## WHAT YOU HAVE TO DO
Rewrite the part that opens with the line containing "[indicate] group of" and closes with the line containing "[indicate] front bumper", swapping "silver sedan" for "white pickup truck" and changing nothing else. Leave the pictures out of your answer.

──────── INPUT DATA

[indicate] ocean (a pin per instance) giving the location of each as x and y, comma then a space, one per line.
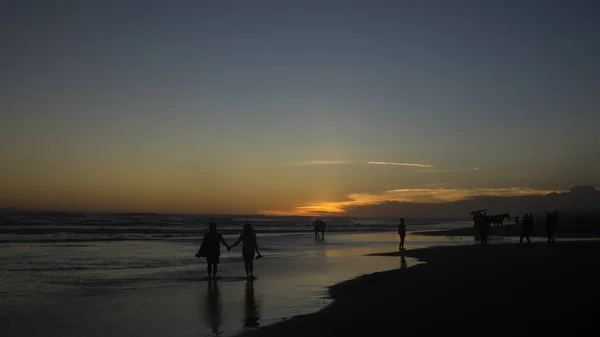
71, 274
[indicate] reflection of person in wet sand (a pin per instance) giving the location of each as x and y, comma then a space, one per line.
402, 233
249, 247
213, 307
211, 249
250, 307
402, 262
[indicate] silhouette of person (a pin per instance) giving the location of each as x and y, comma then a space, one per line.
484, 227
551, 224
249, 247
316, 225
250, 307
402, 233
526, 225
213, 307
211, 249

────────────────
──────── INPUT DATA

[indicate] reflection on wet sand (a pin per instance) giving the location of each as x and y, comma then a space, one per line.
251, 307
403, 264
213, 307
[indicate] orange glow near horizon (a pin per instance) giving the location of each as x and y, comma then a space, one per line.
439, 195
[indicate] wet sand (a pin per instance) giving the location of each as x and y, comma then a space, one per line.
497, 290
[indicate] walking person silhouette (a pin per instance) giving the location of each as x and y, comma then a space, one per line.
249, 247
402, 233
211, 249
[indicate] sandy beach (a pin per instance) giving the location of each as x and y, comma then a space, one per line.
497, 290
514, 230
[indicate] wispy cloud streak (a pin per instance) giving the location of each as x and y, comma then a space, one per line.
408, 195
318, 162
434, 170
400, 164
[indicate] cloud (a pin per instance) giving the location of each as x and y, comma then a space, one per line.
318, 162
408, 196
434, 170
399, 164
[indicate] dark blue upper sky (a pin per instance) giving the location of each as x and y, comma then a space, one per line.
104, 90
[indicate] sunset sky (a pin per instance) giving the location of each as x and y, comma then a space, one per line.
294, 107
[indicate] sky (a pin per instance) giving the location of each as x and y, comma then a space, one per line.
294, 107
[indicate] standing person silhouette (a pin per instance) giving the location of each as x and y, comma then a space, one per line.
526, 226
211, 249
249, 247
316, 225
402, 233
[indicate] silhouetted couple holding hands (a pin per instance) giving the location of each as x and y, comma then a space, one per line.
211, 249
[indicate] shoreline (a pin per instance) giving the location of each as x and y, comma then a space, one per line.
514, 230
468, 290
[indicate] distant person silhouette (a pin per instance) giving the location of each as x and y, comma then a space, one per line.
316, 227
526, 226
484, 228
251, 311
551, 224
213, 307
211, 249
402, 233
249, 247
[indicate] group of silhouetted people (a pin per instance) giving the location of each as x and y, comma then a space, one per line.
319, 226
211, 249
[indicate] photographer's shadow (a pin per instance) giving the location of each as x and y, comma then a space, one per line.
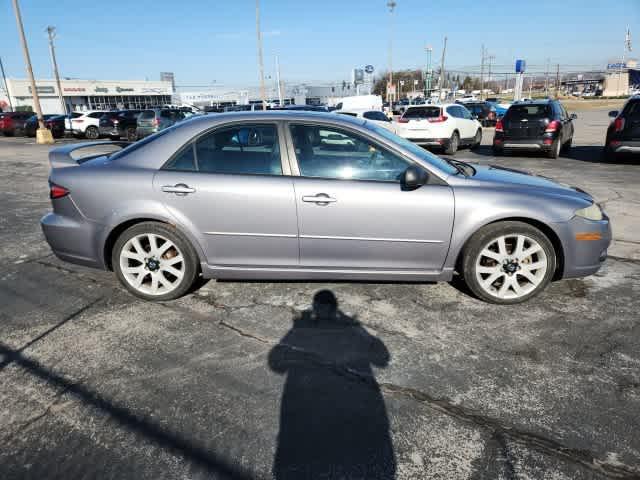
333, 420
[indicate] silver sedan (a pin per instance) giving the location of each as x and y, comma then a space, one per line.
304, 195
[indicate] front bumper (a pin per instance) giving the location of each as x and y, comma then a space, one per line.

────────────────

## ANSWER
[indicate] group of silhouetted people (a pin per instance) giving the location of each as x and y, comma then a space, one per line.
319, 226
211, 249
[indicate] photographer's shadow (a pin per instance) giving the location of each as x and y, comma then a space, one per line.
333, 420
[indicate] white pickup truck (a pin per instance) giving the location of each as x and y, comma then a space, one per line.
304, 195
[indicate] front bumper (a pin per instance) giving the location of each as x and y, comma then a space, one per line.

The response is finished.